Start of Data extracts

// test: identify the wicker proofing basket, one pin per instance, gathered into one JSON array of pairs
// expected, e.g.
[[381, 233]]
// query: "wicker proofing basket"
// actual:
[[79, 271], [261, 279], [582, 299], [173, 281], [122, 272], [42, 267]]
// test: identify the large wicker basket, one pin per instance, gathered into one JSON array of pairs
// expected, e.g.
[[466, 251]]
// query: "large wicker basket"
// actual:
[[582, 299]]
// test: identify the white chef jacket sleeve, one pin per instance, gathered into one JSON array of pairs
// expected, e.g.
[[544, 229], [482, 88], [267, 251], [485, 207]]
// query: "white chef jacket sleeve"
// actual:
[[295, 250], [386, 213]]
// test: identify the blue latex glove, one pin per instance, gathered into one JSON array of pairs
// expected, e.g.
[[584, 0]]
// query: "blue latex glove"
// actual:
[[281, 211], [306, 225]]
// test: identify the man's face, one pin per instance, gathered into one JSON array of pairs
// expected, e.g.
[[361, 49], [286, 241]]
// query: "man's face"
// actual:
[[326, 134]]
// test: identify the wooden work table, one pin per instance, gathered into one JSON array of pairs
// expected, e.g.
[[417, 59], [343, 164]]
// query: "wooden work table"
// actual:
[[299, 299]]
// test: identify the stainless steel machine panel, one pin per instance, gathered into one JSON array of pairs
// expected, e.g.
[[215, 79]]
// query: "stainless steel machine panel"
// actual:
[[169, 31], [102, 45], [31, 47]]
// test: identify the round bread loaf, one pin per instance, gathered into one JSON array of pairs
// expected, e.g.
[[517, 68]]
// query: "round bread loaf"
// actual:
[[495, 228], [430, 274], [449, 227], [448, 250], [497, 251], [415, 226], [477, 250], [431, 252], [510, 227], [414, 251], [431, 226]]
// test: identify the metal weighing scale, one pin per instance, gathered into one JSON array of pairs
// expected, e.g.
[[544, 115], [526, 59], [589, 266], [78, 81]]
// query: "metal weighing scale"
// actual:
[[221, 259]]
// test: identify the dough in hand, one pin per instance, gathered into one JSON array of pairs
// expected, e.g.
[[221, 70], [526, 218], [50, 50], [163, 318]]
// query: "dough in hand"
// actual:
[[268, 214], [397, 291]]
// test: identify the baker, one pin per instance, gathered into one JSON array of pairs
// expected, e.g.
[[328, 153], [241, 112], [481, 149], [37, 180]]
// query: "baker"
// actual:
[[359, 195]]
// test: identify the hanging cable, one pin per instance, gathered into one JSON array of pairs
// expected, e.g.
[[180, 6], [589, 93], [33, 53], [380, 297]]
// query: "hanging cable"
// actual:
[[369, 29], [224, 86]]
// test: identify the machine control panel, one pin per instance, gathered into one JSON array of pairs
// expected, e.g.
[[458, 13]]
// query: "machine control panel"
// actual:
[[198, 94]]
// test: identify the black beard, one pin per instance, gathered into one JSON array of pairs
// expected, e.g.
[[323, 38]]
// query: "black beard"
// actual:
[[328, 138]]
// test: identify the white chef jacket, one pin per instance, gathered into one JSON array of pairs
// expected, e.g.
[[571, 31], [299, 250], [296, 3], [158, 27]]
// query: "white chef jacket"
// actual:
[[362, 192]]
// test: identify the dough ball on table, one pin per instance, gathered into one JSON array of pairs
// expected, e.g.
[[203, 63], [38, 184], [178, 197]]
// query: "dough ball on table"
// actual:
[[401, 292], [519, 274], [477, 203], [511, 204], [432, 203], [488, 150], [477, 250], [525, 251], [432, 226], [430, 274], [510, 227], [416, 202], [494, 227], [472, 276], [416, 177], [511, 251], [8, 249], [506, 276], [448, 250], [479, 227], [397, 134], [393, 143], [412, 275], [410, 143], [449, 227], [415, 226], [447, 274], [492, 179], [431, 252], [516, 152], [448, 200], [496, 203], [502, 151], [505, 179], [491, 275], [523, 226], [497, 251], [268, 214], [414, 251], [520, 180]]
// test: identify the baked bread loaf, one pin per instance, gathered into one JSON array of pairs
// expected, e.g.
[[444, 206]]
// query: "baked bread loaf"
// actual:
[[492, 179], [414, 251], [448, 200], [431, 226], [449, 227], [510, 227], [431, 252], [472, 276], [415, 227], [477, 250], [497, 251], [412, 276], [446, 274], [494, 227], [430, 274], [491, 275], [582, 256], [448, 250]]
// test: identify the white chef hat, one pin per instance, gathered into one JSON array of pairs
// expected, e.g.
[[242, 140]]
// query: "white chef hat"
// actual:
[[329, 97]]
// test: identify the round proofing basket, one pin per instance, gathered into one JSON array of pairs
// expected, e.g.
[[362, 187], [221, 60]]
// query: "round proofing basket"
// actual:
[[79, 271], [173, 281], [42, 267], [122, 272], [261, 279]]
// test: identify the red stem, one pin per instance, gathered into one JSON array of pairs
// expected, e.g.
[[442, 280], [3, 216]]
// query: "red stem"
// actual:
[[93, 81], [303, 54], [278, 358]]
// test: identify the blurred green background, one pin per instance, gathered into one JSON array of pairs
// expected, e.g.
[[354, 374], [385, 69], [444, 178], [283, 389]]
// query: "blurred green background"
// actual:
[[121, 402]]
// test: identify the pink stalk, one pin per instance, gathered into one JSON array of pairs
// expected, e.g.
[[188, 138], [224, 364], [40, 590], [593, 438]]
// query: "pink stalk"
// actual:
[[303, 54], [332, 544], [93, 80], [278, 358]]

End of Data extracts

Could you restate all of the lines above without altering a single word?

// test: identify the wicker proofing basket, one pin per instance, gathered into one JSON array of pairs
// expected, e.g.
[[381, 233]]
// query: "wicker proofing basket"
// actual:
[[79, 271], [261, 279], [582, 299], [173, 281], [122, 272], [42, 267]]
// test: identify the large wicker basket, one pin per instance, gathered into one JSON array of pairs
// expected, e.g.
[[466, 251]]
// query: "large wicker basket"
// actual:
[[582, 299]]
// test: identify the white chef jacket sleeve, one pin per instance, gathered into one JSON array of pairs
// expected, e.g.
[[544, 229], [482, 88], [267, 251], [485, 207]]
// query: "white chef jacket sleeve"
// actual:
[[295, 250], [386, 213]]
// test: identify the blue latex glove, one pin per instance, gathered into one JSON array of pairs
// expected, e.g.
[[584, 0]]
// query: "blue latex glove"
// actual:
[[281, 211], [306, 225]]
// test: identify the man's face, one pin per instance, gathered into one JSON array of pairs
// expected, e.g.
[[361, 49], [286, 241]]
// query: "man's face"
// actual:
[[326, 134]]
// test: identify the wooden work table, one pin per instance, gathered into one JSON array of pairs
// expected, e.g.
[[417, 59], [343, 164]]
// query: "wooden work table"
// actual:
[[299, 299]]
// test: identify the stainless steel machine panel, one pin per instance, gathered into one JSON array of pairs
// expected, e.g.
[[215, 79]]
// query: "stainless steel machine panel"
// actual:
[[169, 31], [102, 45], [31, 47]]
// test: identify the round bread loaf, one pin per instance, gathered into one JSON array of pairs
// expected, e.g.
[[517, 68]]
// query: "round bread loaf"
// actual:
[[495, 228], [430, 274], [449, 227], [448, 250], [497, 251], [415, 226], [477, 250], [431, 252], [510, 227], [414, 251], [431, 226]]
// test: identify the metal weighing scale, one pin per instance, gathered into one JSON array of pairs
// expected, e.g.
[[544, 115], [526, 59], [589, 266], [78, 81]]
// query: "metal weighing scale"
// actual:
[[221, 259]]
// test: identify the dough in hand, one pin per instance, gathered into one JSON array of pairs
// expected, e.g.
[[221, 70], [526, 218], [50, 50], [163, 318]]
// query: "dough in hand"
// actual:
[[268, 214], [397, 291]]
// test: identify the baker, one pin per instance, gathered into one JSON array of pairs
// expected, e.g.
[[328, 153], [241, 112], [481, 149], [37, 180]]
// query: "baker"
// actual:
[[359, 195]]
// test: identify the hanging cable, one pin per instance, gathered into one JSON array of pairs
// expected, e.g.
[[180, 6], [589, 93], [33, 53], [380, 297]]
// query: "hanging cable"
// actual:
[[369, 29], [224, 86]]
// test: identify the machine control panel, one pin per instance, gathered into one JSON array of pairs
// expected, e.g.
[[458, 13]]
// query: "machine control panel"
// actual:
[[198, 94]]
// test: identify the black beard, one pin per instance, gathered into one JSON array of pairs
// expected, e.g.
[[323, 38]]
// query: "black beard"
// actual:
[[328, 138]]
// test: identify the white chef jacket, one pin per instance, gathered into one JSON array of pairs
// expected, e.g.
[[571, 31], [299, 250], [296, 3], [158, 27]]
// query: "white chef jacket"
// actual:
[[362, 192]]
// test: identify the dough ball on table, one pin per instance, gathered into one JSON array of pairs
// expected, e.g.
[[203, 63], [38, 184], [178, 197]]
// query: "dough ball on table"
// actual:
[[401, 292], [519, 274], [477, 203], [511, 204], [432, 203], [488, 150], [477, 250], [525, 251], [432, 226], [430, 274], [510, 227], [416, 202], [494, 227], [472, 276], [416, 177], [511, 251], [8, 249], [506, 276], [448, 250], [479, 227], [397, 134], [393, 143], [412, 275], [410, 143], [449, 227], [415, 226], [447, 274], [492, 179], [431, 252], [516, 152], [448, 200], [496, 203], [502, 151], [505, 179], [491, 275], [523, 226], [497, 251], [268, 214], [414, 251], [520, 180]]
// test: identify the baked bread loaf, one pin per instance, gathered into one JSON array of pairs
// expected, e.g.
[[444, 206]]
// query: "baked bread loaf"
// actual:
[[492, 179], [414, 251], [448, 200], [431, 226], [449, 227], [510, 227], [431, 252], [472, 276], [415, 227], [477, 250], [497, 251], [412, 276], [446, 274], [494, 227], [430, 274], [491, 275], [582, 256], [448, 250]]
// test: identify the white chef hat, one pin per instance, gathered into one JSON array of pairs
// expected, e.g.
[[242, 140]]
// query: "white chef hat"
// actual:
[[329, 97]]
// test: identify the round proofing basket, one pin per instance, gathered into one JSON array of pairs
// expected, e.g.
[[362, 187], [221, 60]]
// query: "round proofing basket"
// actual:
[[79, 271], [173, 281], [42, 267], [122, 272], [261, 279]]
// test: identify the red stem, one pin per instance, gathered into one JSON array of pairs
// expected, e.g.
[[442, 280], [3, 216]]
// query: "red stem"
// actual:
[[93, 81], [303, 54], [278, 358]]
// test: identify the blurred green background, one pin per instance, gathered into one JSON array of pairs
// expected, e.g.
[[354, 374], [385, 69], [444, 178], [283, 389]]
// query: "blurred green background"
// actual:
[[121, 402]]
// test: identify the pink stalk, one pin per instance, gathered into one JSON array of pairs
// expected, e.g.
[[188, 138], [224, 364], [40, 590], [593, 438]]
// query: "pink stalk"
// actual:
[[303, 54], [332, 544], [93, 80], [278, 358]]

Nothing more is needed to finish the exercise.